## WORK TO COMPLETE
Give the lines again exactly as they appear, from the first line of the listing through the line containing "Category: white flower bud", and omit every picture.

## RECORDED INFORMATION
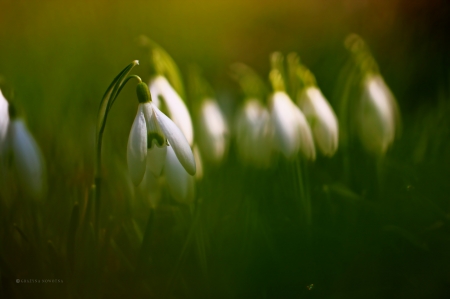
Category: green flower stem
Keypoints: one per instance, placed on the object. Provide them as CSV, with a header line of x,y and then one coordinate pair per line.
x,y
105,105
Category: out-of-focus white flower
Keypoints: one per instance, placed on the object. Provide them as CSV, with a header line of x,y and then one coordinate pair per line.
x,y
27,158
254,134
152,132
4,120
377,115
291,130
321,118
198,163
213,132
181,185
176,108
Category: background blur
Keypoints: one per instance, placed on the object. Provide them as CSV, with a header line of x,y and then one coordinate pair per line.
x,y
58,57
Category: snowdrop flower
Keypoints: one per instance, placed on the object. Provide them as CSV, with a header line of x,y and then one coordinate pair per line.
x,y
292,133
198,163
321,118
213,131
254,134
181,185
377,115
178,112
27,158
152,136
4,120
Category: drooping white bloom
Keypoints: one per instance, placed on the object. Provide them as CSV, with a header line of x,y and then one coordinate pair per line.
x,y
377,115
321,118
4,120
27,159
151,134
292,132
176,108
198,163
213,131
180,184
254,134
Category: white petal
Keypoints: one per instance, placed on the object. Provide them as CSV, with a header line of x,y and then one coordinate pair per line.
x,y
285,117
176,140
27,159
177,110
156,157
198,163
179,182
377,115
213,132
4,120
322,120
254,134
307,147
137,147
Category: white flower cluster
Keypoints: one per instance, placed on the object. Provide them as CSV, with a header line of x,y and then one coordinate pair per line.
x,y
284,127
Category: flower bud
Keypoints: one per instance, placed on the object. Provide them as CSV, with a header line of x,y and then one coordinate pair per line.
x,y
321,118
377,115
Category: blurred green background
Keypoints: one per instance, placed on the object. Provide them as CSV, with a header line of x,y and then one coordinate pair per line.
x,y
58,57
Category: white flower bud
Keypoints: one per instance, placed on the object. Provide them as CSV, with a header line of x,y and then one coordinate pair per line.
x,y
27,158
177,110
254,134
377,115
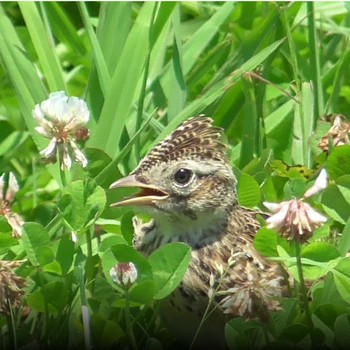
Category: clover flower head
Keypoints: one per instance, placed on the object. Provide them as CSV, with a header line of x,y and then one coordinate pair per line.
x,y
11,286
63,120
124,274
294,219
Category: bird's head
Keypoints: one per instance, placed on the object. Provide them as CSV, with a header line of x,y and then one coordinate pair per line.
x,y
185,177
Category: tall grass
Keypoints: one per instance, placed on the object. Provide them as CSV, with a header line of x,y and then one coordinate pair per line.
x,y
268,73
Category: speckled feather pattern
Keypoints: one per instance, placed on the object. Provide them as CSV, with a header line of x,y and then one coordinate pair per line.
x,y
224,260
194,138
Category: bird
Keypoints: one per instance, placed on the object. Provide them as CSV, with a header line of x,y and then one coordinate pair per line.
x,y
187,185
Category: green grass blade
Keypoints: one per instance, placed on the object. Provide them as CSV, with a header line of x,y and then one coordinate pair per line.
x,y
64,28
217,90
43,46
125,80
100,64
314,62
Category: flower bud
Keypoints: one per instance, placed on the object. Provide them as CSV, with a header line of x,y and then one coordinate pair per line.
x,y
124,274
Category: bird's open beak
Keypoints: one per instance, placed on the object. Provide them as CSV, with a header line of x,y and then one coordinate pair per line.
x,y
147,196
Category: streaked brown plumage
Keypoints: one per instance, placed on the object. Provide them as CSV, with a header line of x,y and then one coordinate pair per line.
x,y
188,187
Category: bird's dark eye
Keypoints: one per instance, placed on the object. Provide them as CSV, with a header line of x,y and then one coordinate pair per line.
x,y
183,176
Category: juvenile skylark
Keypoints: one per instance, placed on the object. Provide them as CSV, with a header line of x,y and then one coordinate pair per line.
x,y
187,185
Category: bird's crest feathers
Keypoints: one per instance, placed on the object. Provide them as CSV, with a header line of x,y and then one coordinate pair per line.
x,y
196,138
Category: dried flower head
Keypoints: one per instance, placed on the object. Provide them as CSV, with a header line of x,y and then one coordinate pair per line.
x,y
11,286
63,120
7,196
338,133
124,274
295,219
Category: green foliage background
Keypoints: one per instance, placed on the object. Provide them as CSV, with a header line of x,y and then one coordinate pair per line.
x,y
268,73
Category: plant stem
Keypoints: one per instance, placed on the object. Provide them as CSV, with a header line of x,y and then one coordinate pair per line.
x,y
12,325
88,242
85,311
304,293
128,321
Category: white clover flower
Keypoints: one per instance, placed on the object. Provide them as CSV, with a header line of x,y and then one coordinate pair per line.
x,y
319,185
6,199
63,120
12,188
294,219
124,274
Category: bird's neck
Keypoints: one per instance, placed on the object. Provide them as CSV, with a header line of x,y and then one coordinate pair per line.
x,y
196,232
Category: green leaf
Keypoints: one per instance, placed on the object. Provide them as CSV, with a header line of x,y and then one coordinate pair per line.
x,y
342,278
82,202
6,239
52,297
265,241
335,203
65,254
105,332
344,242
249,194
169,265
338,162
320,251
36,242
43,46
342,331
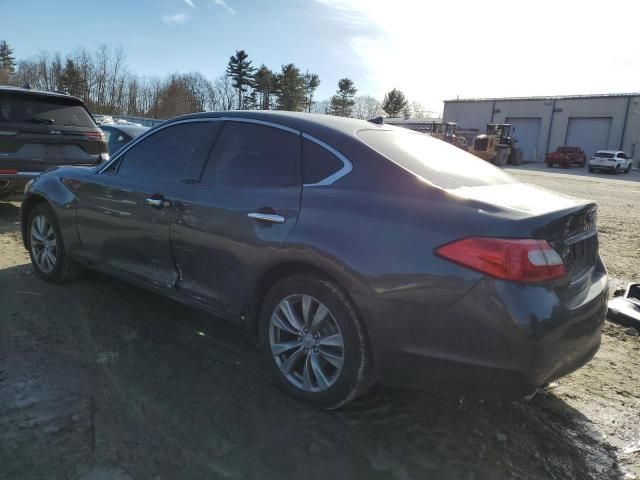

## RESULT OF THIS TASK
Category: green flower stem
Keypoints: one per instance, placed on the object. Provide them as CSV, with a header line of x,y and then one coordinate pair per line.
x,y
105,105
Category: out-of-focus white flower
Keypoints: one per instance, placed on the object. Provide them as CSV, with a header line of x,y and then one coordinate pair per line.
x,y
27,158
254,134
152,132
4,120
377,115
291,130
321,118
198,163
213,132
181,185
176,108
Category: background blur
Keypoints: one per instance, placed on the object. Provide them as CSV, with a header line of x,y and then one coordinate pair per line.
x,y
58,57
Category: snowdrop flower
Keypoints: one per instance, placed on the object. Provide them as CSV, with a header line of x,y and then one coordinate pair per line.
x,y
292,133
198,163
321,118
213,131
254,134
181,185
377,115
178,112
27,158
152,136
4,120
Category: drooping white bloom
Keypoints: one per instance, placed on the object. Provide them as CSV, with a header line of x,y and then one coordinate pair per line.
x,y
377,115
321,118
4,120
27,159
151,134
292,132
176,108
198,163
213,131
180,184
254,134
Category: white petal
Keypoints: one per instance, placed on the object. Provide them as CSV, with a header line of x,y and then one coordinate pair per line.
x,y
285,117
176,140
27,159
177,110
156,157
198,163
179,182
377,115
213,132
4,120
322,120
254,134
307,147
137,147
Category: white flower cluster
Keypoints: one per instance, placed on the object. Provide them as CSV, with a header line of x,y and then one coordinate pair per line.
x,y
284,127
Category: flower bud
Keypoints: one per instance, placed on the object. Provide them as CSV, with a header line of x,y and then one coordinate pair per line.
x,y
321,118
377,115
Category: blurred green background
Keypoints: one per instance, placed on the object. Provide them as CSV, with a header line of x,y and then one coordinate pair per line.
x,y
58,57
Category: white flower bud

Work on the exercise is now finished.